That's where pre-trained AI Services come in and allow users to leverage the power of machine learning without having extensive machine learning expertise and needing to build models from scratch - thereby making it more accessible for a wider audience. AWS machine learning services provide ready-made intelligence for your applications and workflows and easily integrate with your applications. And, if you add Serverless to the mix, well, that's just icing on the cake, because now you can build scalable and cost-effective solutions without having to worry about the backend infrastructure.

In this blog post, you will learn how to build a serverless text-to-speech conversion solution using Amazon Polly, AWS Lambda, and the Go programming language. Text files uploaded to Amazon Simple Storage Service (S3) will trigger a Lambda function which will convert it into an MP3 audio format (using the AWS Go SDK) and store it in another S3 bucket.

The Lambda function is written using the aws-lambda-go library and you will use the Infrastructure-Is-Code paradigm to deploy the solution with AWS CDK (thanks to the Go bindings for AWS CDK).

As always, the code is available on GitHub.

[Collected data]

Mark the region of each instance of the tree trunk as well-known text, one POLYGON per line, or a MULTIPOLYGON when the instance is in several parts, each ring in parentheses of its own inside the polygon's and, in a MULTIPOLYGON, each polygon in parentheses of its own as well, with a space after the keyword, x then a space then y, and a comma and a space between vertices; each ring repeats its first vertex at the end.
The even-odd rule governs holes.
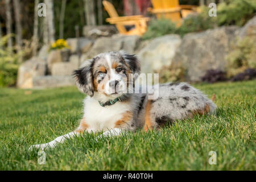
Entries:
POLYGON ((55 28, 54 26, 54 10, 52 0, 45 0, 46 4, 46 17, 47 17, 48 37, 50 43, 55 41, 55 28))
POLYGON ((33 47, 33 56, 36 56, 38 51, 38 6, 39 3, 39 0, 35 1, 35 7, 34 12, 34 30, 33 30, 33 38, 32 38, 32 47, 33 47))
POLYGON ((86 24, 89 26, 96 25, 96 20, 94 14, 94 1, 84 0, 85 18, 86 19, 86 24))
POLYGON ((101 0, 97 0, 97 9, 98 9, 98 24, 102 24, 102 2, 101 0))
POLYGON ((66 9, 67 0, 62 0, 61 1, 61 10, 60 11, 60 39, 63 39, 64 34, 64 20, 65 18, 65 10, 66 9))
MULTIPOLYGON (((5 0, 5 6, 6 9, 6 29, 7 34, 11 34, 11 25, 13 24, 10 1, 10 0, 5 0)), ((9 48, 11 48, 13 47, 13 39, 11 38, 10 38, 8 39, 7 46, 9 48)))
POLYGON ((20 22, 20 5, 19 0, 14 0, 15 18, 16 22, 16 39, 19 49, 22 47, 22 27, 20 22))
MULTIPOLYGON (((0 41, 2 39, 2 23, 1 23, 1 20, 0 19, 0 41)), ((0 49, 2 48, 2 46, 0 46, 0 49)))
MULTIPOLYGON (((46 4, 46 1, 47 0, 44 0, 44 3, 46 4)), ((46 6, 47 9, 47 6, 46 6)), ((43 42, 44 44, 47 45, 49 44, 49 30, 48 30, 48 12, 46 11, 46 16, 44 16, 43 20, 43 42)))
POLYGON ((0 40, 2 39, 2 23, 1 20, 0 19, 0 40))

* [Work request 1]: In the serverless text-to-speech excerpt, list every named AWS service, SDK, or tool whose name begins with "Amazon" or "AWS".
* [Work request 2]:
Answer these from the serverless text-to-speech excerpt:
(a) What triggers the Lambda function?
(b) Into what audio format is the text converted?
(c) Where is the code available?
* [Work request 3]: Write the next part of the serverless text-to-speech blog post, starting after "As always, the code is available on GitHub."
The collected data above comes from a separate source, unrelated to the text excerpt.

* [Written reply 1]:
- Amazon Polly
- AWS Lambda
- Amazon Simple Storage Service (S3)
- AWS Go SDK
- AWS CDK

* [Written reply 2]:
(a) Text files uploaded to Amazon Simple Storage Service (S3).
(b) MP3.
(c) On GitHub.

* [Written reply 3]:
AWS Cloud: S3 Source Bucket, Polly, Lambda Go function, and S3 Target Bucket

Introduction

Amazon Polly is a cloud-based service that transforms written text into natural-sounding speech. By leveraging Amazon Polly, you can create interactive applications that enhance user engagement and make your content more accessible. With support for various languages and a diverse range of lifelike voices, Amazon Polly empowers you to build speech-enabled applications that cater to the needs of customers across different regions while selecting the perfect voice for your audience.

Common use cases for Amazon Polly include, but are not limited to, mobile applications such as newsreaders, games, eLearning platforms, accessibility applications for visually impaired people, and the rapidly growing segment of the Internet of Things (IoT).

  • E-learning and training: Create engaging audio content for e-learning courses and training materials, providing a more immersive learning experience for students.
  • Accessibility: Convert written content into speech, making it accessible to people with visual or reading impairments.
  • Digital media: Generate natural-sounding voices for podcasts, audiobooks, and other digital media content, enhancing the overall listening experience.
  • Virtual assistants and chatbots: Use lifelike voices to create more natural-sounding responses for virtual assistants and chatbots, making them more user-friendly and engaging.
  • Call centers: Create automated voice responses for call centers, reducing the need for live agents and improving customer service efficiency.
  • IoT devices: Integrate it into Internet of Things (IoT) devices, providing a voice interface for controlling smart home devices and other connected devices.

Overall, Amazon Polly's versatility and scalability make it a valuable tool for a wide range of applications.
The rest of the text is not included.